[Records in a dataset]
▼
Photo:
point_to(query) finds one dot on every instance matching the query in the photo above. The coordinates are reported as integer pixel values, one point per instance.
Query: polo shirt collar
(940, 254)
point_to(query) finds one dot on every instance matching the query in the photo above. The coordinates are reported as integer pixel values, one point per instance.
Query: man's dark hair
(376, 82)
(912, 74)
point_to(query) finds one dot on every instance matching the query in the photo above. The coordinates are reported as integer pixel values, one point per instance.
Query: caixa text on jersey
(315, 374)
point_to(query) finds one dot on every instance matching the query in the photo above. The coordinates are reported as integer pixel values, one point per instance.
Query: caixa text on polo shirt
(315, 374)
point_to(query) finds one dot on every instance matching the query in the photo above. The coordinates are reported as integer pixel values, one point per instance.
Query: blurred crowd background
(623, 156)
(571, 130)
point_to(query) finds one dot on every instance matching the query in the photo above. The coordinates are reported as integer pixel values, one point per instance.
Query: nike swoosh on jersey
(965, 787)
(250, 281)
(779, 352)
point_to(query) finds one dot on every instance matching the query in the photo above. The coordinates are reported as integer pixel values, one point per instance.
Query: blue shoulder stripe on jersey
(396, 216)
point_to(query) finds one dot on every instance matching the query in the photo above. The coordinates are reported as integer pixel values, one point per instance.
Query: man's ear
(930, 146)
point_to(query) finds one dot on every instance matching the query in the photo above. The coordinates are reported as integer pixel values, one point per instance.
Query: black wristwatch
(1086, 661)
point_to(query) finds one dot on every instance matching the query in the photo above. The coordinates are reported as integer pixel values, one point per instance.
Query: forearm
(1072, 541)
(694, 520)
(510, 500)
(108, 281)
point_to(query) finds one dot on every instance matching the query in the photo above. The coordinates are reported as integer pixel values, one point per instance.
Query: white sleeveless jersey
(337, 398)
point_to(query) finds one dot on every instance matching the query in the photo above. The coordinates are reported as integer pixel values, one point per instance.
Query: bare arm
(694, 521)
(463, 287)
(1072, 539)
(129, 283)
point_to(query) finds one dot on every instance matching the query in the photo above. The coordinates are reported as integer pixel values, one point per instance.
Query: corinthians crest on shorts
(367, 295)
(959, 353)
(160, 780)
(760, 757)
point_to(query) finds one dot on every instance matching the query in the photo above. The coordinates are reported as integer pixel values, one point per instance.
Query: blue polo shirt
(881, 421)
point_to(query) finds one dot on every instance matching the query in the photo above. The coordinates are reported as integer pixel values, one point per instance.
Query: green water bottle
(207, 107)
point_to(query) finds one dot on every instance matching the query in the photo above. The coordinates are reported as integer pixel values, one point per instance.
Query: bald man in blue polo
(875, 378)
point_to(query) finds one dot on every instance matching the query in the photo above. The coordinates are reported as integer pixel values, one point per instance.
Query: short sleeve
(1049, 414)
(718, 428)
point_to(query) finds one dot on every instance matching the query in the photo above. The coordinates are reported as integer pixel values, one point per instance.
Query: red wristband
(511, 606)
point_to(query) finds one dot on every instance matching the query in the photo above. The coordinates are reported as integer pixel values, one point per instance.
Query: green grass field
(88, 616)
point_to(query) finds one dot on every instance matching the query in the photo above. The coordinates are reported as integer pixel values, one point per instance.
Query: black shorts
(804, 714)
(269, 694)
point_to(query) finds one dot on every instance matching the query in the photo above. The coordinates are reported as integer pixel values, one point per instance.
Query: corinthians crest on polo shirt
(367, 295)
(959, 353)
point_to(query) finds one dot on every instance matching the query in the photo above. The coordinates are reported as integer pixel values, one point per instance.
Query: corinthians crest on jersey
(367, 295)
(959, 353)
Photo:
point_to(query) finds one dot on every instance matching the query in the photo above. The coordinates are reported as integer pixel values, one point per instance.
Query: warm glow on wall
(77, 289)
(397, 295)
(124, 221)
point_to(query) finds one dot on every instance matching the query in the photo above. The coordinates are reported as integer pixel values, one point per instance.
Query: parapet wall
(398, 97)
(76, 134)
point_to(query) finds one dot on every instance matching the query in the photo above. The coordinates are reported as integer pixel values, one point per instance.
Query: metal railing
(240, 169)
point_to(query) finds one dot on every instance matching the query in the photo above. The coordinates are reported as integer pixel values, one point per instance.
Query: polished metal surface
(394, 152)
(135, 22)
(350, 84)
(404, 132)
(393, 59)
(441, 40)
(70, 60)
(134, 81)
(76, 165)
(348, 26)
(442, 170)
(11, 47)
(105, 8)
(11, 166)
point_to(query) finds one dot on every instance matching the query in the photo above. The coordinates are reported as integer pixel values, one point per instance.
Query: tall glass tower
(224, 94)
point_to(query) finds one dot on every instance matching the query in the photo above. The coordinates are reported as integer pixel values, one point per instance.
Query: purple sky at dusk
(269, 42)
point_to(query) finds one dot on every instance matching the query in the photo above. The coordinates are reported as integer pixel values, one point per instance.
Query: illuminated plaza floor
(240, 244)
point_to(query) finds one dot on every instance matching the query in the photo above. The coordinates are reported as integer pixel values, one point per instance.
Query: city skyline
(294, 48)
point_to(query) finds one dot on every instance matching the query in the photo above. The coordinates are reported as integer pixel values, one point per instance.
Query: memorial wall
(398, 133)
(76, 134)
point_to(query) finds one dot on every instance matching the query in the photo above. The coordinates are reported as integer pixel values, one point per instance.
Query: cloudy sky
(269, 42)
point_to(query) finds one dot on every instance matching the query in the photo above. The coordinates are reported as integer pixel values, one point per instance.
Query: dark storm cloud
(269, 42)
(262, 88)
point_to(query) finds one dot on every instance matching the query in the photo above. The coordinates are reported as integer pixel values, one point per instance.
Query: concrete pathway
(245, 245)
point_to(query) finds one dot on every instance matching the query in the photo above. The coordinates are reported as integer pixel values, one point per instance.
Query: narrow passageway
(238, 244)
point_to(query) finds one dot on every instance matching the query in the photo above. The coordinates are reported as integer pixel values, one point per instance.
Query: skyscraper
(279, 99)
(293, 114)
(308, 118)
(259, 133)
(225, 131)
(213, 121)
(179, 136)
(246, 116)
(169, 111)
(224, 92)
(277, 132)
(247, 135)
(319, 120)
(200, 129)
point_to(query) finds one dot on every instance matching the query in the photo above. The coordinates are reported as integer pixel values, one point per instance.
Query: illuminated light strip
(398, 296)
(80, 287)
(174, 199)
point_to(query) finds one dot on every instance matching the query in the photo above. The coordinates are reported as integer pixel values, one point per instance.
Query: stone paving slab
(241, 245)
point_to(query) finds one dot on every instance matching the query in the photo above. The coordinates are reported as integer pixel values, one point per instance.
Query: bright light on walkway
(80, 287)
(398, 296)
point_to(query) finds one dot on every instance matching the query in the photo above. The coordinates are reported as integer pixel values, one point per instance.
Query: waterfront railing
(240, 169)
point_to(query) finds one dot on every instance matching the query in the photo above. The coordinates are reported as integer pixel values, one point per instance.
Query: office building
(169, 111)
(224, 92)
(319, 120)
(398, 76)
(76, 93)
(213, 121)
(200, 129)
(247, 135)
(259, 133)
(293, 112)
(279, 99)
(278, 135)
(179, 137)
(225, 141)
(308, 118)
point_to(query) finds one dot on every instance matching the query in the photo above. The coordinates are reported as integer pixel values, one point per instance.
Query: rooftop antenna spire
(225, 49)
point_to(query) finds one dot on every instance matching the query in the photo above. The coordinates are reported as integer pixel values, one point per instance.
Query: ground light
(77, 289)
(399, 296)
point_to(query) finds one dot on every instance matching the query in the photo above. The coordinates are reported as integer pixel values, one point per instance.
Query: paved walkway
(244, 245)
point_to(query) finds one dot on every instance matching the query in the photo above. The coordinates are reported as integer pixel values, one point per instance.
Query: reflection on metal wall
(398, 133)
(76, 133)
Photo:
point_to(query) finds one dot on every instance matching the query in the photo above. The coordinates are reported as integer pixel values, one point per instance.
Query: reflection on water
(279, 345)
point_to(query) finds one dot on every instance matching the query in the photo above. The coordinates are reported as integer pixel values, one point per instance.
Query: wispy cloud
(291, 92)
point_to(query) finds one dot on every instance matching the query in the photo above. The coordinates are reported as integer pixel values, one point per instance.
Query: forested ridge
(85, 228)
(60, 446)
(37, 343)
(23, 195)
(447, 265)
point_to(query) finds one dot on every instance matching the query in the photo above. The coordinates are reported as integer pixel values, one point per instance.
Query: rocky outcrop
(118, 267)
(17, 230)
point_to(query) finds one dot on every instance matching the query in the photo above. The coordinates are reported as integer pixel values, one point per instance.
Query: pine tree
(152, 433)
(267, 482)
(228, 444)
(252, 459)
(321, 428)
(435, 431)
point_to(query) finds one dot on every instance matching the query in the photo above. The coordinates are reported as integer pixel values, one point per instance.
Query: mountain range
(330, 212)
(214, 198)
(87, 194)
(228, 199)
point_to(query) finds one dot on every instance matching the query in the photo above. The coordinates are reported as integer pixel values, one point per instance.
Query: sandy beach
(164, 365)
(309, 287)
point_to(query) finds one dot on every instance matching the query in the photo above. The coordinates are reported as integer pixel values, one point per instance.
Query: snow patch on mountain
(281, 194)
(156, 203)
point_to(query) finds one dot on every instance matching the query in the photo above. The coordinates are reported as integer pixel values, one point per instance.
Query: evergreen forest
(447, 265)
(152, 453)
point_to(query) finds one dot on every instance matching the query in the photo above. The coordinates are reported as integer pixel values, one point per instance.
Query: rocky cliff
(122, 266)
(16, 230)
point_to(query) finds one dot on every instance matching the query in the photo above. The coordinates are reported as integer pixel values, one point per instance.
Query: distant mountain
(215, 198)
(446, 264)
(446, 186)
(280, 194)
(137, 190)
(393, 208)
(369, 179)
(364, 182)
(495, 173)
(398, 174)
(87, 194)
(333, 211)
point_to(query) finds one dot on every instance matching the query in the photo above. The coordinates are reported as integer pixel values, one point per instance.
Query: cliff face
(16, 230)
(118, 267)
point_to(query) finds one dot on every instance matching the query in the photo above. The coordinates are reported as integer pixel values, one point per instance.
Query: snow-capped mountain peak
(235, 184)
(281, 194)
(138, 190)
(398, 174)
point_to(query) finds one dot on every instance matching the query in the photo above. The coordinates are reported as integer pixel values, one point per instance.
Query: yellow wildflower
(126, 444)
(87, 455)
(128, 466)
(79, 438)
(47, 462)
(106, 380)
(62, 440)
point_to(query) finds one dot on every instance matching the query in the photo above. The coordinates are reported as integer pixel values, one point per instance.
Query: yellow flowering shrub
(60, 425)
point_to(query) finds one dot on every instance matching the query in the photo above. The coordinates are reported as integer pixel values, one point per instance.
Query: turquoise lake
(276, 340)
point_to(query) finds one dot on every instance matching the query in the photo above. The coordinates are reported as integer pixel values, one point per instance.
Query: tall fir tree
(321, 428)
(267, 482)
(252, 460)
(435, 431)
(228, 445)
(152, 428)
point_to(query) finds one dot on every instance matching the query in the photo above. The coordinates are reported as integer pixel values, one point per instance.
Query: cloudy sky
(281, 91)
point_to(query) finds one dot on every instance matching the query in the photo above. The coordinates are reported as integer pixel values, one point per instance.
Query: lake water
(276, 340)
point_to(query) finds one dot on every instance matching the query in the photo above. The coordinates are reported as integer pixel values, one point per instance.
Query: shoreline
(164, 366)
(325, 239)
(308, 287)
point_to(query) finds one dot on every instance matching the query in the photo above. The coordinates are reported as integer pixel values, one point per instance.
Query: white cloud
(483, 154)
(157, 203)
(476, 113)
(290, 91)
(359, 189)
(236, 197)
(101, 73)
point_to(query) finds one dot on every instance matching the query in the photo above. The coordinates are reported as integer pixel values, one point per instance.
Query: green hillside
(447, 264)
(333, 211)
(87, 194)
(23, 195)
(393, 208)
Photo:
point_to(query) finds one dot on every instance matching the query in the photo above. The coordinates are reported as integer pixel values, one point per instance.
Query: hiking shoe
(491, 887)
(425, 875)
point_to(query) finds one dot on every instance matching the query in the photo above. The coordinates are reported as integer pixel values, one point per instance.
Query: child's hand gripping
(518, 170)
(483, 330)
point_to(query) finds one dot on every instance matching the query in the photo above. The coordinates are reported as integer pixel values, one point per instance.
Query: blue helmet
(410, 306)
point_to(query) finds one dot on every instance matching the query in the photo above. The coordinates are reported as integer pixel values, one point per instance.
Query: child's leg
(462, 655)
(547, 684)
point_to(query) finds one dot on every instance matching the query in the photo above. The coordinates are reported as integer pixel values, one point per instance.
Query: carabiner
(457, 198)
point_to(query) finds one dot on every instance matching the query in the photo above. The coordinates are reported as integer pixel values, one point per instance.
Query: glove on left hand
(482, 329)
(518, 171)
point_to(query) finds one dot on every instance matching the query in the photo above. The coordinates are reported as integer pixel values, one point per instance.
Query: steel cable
▲
◆ **GIVEN REQUEST**
Reproduce each line of the data above that contains the string "yellow".

◆ **TASK RESPONSE**
Query: yellow wildflower
Query: yellow flowering shrub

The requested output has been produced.